(Beginning of DOCUMENT PASSAGE)

Over 13,600 watercourses improved in Punjab

Published February 8, 2021
The World Bank-assisted project to improve water use in agriculture is progressing satisfactorily. — File photo
The World Bank-assisted project to improve water use in agriculture is progressing satisfactorily. — File photo

ISLAMABAD: The World Bank-assisted project to improve water use in agriculture is progressing satisfactorily as 13,637 watercourses in Punjab have been improved, exceeding the original target of 11,550 watercourses by 18 per cent.

Based on the current speed, the project will improve 14,896 watercourses by June this year, 29pc more than the original target, according to the project progress report released by the World Bank. The $250 million project will close by December 2021.

This is particularly meaningful in the current situation since watercourse improvement can create more employment for daily wage earners who lost their jobs in urban areas due to the Covid-19 pandemic. Watercourse improvements have repeatedly shown to yield an economic rate of return of more than 25pc, and benefits to laser land leveling and drip irrigation are even higher.

$250m World Bank-aided project will close by December

Watercourse improvement is also one of concrete ways to tackle the issue of “elite capture” in rural Pakistan, since the “tail-end users” can enjoy improved water accessibility after watercourse improvement.

Of the 140,000 total watercourses in irrigated areas of Pakistan, around 95,000 have been improved under various programmes supported by several donors. Punjab has about 58,000 watercourses in irrigated areas, out of which about 41,000 have been improved, leaving 17,000 in need of improvement.

The World Bank report says that construction of water harvesting ponds, a new activity introduced under the additional financing of the project, is on the track to fully achieve the design target of 500 by June 2021.

The target of 5,000 laser land leveling units has also been fully achieved. However, installation of high efficiency irrigation system is still behind the original target. The system has been installed on 71,250 acres of land with 8,800 acres in progress.

Many factors explain the relatively slow progress of high efficiency irrigation system such as risk associated to the new technology, high initial investment, the pandemic in 2020, etc. In the financial year 2021, the project management unit did make efforts to speed up the implementation of installing high efficiency irrigation system.

(End of DOCUMENT PASSAGE)

• EXERCISE SET:
1. Print the passage of the Punjab watercourses article from "The World Bank report" up to and including "by June 2021.".
2. Say whether each statement agrees with the Punjab watercourses article, answering yes or no and quoting the words that decide it: (a) The $250 million project is set to close by December 2021. (b) The target of 5,000 laser land leveling units has not yet been reached. (c) About 17,000 watercourses in Punjab's irrigated areas still need improvement.
The material after this point comes from a different source than the Punjab watercourses article.

(Beginning of DATA TO EXAMINE)

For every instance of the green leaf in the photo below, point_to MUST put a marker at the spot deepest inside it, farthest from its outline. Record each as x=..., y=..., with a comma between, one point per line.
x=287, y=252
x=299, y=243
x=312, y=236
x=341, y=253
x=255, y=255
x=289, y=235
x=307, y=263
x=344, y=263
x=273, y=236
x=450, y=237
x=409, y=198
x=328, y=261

(End of DATA TO EXAMINE)
(Beginning of DATA TO EXAMINE)

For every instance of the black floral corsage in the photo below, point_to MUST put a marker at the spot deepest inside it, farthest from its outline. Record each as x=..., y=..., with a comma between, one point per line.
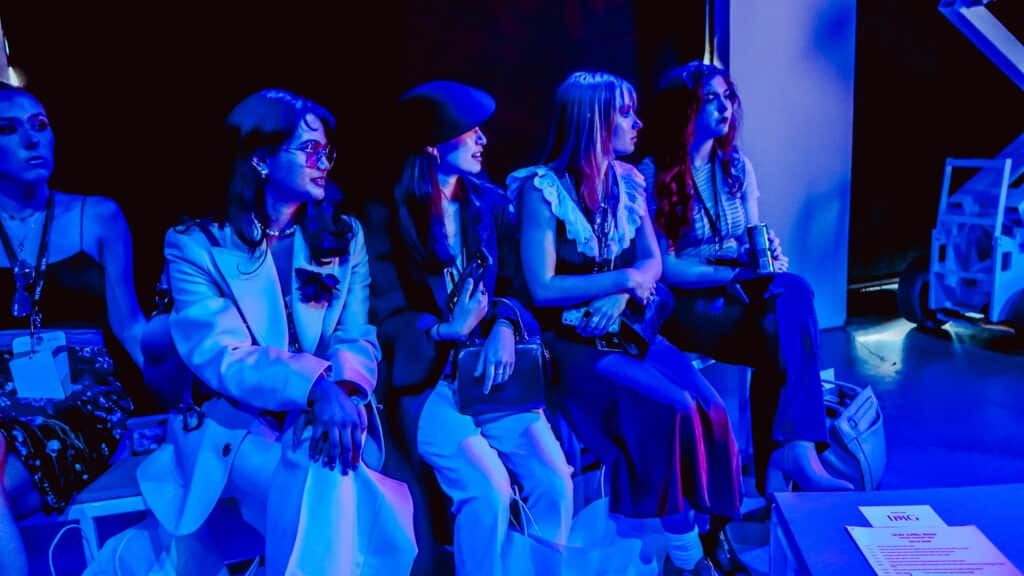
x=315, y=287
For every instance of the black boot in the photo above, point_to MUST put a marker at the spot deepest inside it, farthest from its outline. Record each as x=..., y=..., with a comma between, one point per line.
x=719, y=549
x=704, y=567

(End of DATA TO EXAMINE)

• ACTIVITY ANSWERS:
1.
The World Bank report says that construction of water harvesting ponds, a new activity introduced under the additional financing of the project, is on the track to fully achieve the design target of 500 by June 2021.

2.
(a) Yes: "The $250 million project will close by December 2021."
(b) No: "The target of 5,000 laser land leveling units has also been fully achieved."
(c) Yes: "leaving 17,000 in need of improvement."